- **THE TASK**: Pick up the lab note on general purpose personal computing software after its last sentence and keep writing it.

General purpose personal computing software

Today’s lab note is a bit of a departure from the previous ten. Rather than exploring demos, I want to explore some ideas and implications from the previous two.

The immediate predecessors to the kinds of computers we have today were analog computers. They consisted of hardware physically arranged to compute specific things. The computers physically embodied the program they were meant to run.

Imagine that you have to build a physical machine that could double numbers given to it (forgive that the simplicity of this initial example does not require an analog computer to solve). You might have one dial that the user would rotate to point to an input number, and another dial that rotates as a result to point to its double. With the right gear ratio between two cylinders behind the dials (or even just a specific set of labels on the face), your physical computer would work perfectly.

If you continue to imagine ways in which analog computers might use physical arrangements of hardware to calculate increasingly complex kinds of problems, you can see how our computers worked before they were digital.

The most well-known was probably Vannevar Bush’s differential analyzer in the early 1930s. It took up an entire room with its many gears, rods, and wheel-and-disc “integrators.” It was a groundbreaking machine.

But these analog computers were inherently built to perform one kind of calculation. Often they had to be physically rearranged to represent a different set of variables or inputs, sometimes even requiring a few days’ manual labor to arrange the calculation physically.

The key to unlocking the future of computing was general purpose hardware. As you know, we did make it there, though only after a number of critical steps. [1]

The final keystone was when the program that a computer runs was moved to where the data is stored, rather than being represented or input physically. This effectively created what we now know of as software. Obvious in hindsight, yet almost impossible to see from the past’s vantage point.

The instructions that the hardware would run could be kept in the computer’s storage, just like any other data. But it was special data. It could be called up and executed. This gave us truly general purpose hardware. Your computer could now run any supported program without requiring any hardware changes, or even inputs.

In LN 009, we explored how a user might swap out or even redesign view components for any items in their system (where items are all of the “things” we work with — emails, todos, events, lists, list items, and so on).

In LN 010, we explored how a user might do the same for application or system views, designing new such views in a simple composer interface.

Within the system, the result of using the composer interface is a view definition item. It is an item just like everything else in your system — just another digital “thing.”

In fact, every view in my demo operating system now works this way: they are view definition items, stored as a part of the system, which the user can modify, replace, destroy, or recreate as they please.

As I’ve been rebuilding my demo OS with this architecture, it strikes me how simple the convention has become: the entire system is simple items, all the way down. From system views, to application views, to things within those views, like inboxes, and further things within those things, like emails and recipients — it’s all items.

- **DATASET EXTRACT**:
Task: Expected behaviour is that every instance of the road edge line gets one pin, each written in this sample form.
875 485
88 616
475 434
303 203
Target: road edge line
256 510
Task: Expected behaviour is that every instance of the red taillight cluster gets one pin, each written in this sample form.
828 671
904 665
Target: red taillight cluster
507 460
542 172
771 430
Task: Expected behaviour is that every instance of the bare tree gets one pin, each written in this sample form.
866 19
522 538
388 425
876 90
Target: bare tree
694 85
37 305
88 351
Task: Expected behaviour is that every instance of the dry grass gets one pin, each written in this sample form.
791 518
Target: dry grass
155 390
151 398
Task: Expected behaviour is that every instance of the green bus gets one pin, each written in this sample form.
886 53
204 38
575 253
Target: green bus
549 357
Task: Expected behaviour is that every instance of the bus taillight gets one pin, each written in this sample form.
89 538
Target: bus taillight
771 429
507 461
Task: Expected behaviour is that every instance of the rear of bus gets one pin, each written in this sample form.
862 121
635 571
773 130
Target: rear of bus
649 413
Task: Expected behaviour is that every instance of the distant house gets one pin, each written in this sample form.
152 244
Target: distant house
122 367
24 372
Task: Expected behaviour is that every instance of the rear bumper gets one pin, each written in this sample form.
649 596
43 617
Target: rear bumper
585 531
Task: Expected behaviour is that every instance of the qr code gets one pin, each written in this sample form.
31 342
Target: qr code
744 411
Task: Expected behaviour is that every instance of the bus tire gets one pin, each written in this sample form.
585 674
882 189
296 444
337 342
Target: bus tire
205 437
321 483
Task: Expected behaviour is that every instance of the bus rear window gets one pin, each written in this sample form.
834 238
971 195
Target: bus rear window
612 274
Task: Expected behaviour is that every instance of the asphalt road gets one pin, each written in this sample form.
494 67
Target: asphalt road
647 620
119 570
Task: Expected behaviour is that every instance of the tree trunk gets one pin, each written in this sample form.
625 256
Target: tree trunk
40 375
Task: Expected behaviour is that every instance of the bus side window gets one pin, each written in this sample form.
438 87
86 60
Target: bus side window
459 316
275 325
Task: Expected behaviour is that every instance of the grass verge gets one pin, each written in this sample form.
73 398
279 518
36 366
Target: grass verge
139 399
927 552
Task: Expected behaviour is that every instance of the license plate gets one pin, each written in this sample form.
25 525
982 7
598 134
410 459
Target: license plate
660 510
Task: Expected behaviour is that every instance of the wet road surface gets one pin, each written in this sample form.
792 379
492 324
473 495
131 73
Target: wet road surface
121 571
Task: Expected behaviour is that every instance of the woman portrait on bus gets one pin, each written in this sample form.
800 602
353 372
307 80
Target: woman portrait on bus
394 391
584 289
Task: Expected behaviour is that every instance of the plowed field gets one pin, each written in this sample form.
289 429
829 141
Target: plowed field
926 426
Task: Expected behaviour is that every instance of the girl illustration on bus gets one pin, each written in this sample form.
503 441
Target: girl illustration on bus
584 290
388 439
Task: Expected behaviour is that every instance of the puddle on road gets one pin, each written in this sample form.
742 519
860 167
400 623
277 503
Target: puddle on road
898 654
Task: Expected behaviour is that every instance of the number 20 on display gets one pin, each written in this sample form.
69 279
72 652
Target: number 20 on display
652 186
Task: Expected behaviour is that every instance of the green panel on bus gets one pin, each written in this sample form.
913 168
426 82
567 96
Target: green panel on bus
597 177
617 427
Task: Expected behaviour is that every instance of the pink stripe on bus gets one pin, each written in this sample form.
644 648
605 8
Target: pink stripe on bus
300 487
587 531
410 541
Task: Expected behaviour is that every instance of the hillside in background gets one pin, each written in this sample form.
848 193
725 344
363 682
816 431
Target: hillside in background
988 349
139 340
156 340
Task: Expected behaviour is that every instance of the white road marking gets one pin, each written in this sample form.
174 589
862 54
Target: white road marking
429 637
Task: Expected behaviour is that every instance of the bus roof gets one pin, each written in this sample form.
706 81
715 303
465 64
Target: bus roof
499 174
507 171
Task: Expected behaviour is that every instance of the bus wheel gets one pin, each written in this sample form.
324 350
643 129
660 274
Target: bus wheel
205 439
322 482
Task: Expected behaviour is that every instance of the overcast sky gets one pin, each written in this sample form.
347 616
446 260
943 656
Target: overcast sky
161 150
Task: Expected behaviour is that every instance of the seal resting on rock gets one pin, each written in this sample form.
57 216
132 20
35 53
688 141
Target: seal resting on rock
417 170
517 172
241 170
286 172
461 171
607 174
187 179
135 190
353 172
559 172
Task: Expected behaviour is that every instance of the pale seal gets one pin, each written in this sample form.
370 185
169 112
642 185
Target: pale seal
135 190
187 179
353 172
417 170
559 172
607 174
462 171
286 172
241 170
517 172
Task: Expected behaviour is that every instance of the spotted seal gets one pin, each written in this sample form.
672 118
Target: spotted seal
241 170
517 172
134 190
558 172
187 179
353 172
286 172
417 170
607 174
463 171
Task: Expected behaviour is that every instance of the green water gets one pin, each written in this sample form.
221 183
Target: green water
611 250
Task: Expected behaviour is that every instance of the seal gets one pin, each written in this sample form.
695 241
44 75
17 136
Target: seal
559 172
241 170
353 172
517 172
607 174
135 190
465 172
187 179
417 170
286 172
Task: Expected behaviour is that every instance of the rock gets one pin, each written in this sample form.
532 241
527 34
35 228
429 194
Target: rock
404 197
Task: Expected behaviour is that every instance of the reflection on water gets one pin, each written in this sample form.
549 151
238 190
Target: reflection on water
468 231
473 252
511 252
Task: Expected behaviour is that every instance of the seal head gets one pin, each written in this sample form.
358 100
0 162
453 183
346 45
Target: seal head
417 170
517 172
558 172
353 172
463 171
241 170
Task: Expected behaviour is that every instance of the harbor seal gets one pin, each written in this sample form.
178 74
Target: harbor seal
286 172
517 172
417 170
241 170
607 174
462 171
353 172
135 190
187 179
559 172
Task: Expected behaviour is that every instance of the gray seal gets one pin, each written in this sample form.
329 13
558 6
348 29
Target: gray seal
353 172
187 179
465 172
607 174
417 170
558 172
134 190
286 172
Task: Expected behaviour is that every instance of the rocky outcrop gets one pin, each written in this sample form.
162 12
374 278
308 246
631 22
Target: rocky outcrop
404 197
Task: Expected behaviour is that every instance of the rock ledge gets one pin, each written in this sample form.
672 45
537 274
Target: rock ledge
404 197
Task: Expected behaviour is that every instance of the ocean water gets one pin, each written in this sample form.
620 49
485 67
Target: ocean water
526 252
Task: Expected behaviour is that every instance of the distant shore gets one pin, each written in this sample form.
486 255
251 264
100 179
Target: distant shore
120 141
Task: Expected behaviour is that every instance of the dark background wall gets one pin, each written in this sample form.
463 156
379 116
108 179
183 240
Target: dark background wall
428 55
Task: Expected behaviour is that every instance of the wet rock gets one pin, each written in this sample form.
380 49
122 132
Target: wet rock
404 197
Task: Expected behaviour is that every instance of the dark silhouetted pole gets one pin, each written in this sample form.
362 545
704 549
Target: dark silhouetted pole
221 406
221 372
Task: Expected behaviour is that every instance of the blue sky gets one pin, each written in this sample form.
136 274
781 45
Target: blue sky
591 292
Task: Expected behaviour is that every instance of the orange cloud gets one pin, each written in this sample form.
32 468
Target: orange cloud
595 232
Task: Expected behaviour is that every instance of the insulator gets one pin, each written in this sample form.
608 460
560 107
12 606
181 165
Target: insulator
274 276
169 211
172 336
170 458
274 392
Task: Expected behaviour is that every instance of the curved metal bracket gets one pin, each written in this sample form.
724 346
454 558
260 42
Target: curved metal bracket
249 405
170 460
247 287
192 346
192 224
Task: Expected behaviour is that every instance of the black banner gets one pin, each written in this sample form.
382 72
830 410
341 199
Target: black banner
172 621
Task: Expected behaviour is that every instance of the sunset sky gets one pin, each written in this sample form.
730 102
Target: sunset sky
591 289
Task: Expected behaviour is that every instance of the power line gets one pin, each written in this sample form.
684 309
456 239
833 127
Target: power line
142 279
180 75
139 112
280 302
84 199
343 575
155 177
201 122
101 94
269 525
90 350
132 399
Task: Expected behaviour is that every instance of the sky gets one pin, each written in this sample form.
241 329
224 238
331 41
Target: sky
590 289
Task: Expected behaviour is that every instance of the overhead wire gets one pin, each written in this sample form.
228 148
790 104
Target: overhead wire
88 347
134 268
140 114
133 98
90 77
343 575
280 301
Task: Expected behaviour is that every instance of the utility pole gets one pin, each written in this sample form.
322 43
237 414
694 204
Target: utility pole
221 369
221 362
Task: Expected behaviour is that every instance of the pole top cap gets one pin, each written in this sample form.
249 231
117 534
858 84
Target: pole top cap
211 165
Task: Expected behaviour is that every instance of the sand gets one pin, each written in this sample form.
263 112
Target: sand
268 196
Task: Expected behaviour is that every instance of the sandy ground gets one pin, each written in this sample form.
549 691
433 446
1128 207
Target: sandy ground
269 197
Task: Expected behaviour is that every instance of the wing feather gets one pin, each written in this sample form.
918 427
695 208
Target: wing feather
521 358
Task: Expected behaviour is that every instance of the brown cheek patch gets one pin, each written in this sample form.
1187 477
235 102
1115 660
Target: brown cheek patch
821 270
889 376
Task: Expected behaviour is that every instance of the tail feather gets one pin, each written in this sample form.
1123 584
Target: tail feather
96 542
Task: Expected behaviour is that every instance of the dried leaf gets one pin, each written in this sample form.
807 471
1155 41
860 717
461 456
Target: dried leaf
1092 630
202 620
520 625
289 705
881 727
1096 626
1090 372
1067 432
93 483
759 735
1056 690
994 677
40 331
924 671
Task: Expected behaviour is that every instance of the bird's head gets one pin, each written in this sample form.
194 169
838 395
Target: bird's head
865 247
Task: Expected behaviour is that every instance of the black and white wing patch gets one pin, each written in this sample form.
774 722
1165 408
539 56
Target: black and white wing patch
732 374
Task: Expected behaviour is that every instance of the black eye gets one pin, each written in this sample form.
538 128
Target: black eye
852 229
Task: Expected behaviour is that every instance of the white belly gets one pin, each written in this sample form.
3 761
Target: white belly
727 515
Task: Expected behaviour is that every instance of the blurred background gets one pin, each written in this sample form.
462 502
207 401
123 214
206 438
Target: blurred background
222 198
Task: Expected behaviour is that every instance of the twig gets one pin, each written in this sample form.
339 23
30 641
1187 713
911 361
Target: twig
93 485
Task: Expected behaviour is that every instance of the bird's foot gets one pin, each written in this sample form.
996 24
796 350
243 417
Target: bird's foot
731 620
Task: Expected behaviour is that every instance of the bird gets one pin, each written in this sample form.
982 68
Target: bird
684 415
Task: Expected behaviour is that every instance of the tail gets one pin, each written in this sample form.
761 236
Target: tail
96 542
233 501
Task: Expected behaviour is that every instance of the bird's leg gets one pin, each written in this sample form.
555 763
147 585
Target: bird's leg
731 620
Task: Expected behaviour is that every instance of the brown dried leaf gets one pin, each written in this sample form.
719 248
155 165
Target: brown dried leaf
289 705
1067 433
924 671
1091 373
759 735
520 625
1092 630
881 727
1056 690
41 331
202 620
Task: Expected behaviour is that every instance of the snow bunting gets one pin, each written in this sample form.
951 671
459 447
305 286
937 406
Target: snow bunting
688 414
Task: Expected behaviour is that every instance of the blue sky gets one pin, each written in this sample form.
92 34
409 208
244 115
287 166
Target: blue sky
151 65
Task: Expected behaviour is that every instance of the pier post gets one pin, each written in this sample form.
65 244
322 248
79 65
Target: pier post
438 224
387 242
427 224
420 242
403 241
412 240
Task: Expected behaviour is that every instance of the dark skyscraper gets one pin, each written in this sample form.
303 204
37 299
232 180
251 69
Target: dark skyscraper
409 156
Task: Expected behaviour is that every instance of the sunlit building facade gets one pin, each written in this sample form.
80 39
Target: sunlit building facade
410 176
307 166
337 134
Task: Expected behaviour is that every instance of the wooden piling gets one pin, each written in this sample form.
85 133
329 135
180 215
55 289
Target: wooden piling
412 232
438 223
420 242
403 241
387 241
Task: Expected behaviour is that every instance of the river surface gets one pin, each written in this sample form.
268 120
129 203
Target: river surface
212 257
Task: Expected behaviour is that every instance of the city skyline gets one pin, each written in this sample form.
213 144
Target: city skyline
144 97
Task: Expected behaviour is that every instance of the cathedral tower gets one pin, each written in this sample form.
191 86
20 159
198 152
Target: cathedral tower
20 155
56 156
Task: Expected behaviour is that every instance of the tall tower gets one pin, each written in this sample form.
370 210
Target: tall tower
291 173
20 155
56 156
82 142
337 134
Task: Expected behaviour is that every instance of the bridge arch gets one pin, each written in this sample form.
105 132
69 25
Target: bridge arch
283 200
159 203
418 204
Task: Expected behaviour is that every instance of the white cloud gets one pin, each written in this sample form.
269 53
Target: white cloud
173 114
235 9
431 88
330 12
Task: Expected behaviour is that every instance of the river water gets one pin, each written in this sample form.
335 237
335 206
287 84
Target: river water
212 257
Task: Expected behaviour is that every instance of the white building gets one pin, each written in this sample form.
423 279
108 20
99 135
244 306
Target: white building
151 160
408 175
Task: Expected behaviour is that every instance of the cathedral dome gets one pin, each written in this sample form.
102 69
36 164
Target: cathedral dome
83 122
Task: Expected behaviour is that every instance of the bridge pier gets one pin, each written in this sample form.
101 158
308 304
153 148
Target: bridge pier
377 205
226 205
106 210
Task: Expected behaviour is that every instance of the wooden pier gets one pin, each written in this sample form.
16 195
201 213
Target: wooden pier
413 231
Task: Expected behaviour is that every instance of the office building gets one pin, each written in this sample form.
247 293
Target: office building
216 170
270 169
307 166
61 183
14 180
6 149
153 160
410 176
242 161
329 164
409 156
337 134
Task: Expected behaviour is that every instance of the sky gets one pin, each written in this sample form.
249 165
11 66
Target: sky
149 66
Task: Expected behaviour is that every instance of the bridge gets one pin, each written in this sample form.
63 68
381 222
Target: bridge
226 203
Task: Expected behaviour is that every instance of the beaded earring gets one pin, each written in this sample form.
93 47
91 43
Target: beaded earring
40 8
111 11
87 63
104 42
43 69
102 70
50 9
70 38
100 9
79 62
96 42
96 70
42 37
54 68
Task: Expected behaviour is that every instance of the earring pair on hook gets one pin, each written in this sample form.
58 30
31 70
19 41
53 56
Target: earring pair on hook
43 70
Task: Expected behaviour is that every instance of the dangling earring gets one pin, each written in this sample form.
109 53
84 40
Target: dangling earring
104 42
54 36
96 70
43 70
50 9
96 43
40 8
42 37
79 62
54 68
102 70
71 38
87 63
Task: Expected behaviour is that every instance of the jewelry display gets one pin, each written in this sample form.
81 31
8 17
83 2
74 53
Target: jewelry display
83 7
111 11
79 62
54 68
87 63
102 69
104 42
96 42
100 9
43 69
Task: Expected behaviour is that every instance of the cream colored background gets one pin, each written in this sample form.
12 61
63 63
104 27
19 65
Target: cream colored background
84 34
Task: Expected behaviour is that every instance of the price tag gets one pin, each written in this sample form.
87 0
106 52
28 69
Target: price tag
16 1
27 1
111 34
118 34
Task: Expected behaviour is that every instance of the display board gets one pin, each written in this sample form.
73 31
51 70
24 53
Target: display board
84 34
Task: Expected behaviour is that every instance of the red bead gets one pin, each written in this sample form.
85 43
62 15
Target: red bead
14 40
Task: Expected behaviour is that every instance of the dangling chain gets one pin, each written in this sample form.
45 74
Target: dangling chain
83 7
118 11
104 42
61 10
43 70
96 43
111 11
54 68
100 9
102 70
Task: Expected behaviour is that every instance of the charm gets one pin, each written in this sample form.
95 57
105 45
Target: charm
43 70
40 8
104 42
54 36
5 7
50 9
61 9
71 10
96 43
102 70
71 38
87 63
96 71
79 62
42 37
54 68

- **WRITTEN RESPONSE**:
As an example of the implications that result from this arrangement: This means you could freely duplicate some app, should you decide you want to use two separate instances of it, with separate data inside.

In this way, the entire operating system is largely an item hierarchy. And the system renders items using view definition items stored within that hierarchy. The system that the user interacts with is almost entirely constructed within their hierarchy, which they are free to remix or reshape as they co-evolve their system with their work and processes.

It is remarkably simple, and also incredibly flexible. From LN 010:

With provided building blocks, you could start the OS from scratch and build up any interface system you wanted. Or starting with a selected default set, you could swap components [in and] out. Or following the lead of someone with working styles similar to your own, you might use their published view definitions and hierarchy to get started.

Essentially, if you want the system to behave differently, it is only a matter of changing or replacing your stored items.

Recall the last critical step that gave us truly general purpose hardware. It involved:

  1. Storing programs just like any other data,
  2. But treating them as special data that could be executed by the system,
  3. Allowing the hardware to become general purpose hardware.

Given the architecture of my system after the last few Lab Notes, we are now:

  1. Storing view definitions just like any other data items,
  2. But treating them as special data items that the system uses to render other data items
  3. Allowing the software to become general purpose personal computing software?

Just as hardware eventually became general purpose, now could the software become general purpose personal computing software so that each user might be free to co-evolve, discern, and arrange their best personal computing environment?

I’ve found this parallel to be an interesting perspective to consider the architecture and implications of the system I’ve been building, or at least of one important aspect of it.

Is it meaningful? Is anything within it novel? I’m not sure just yet. Lots left to explore. What would general purpose personal computing software meaningfully afford us — if anything?

Of course this question is bigger than the work I’ve put forward thus far, but this is the point: to see what bigger questions might lead us to the bigger answers. This is ultimately, always, the goal of my research: To open up our thinking.

Thanks for reading along!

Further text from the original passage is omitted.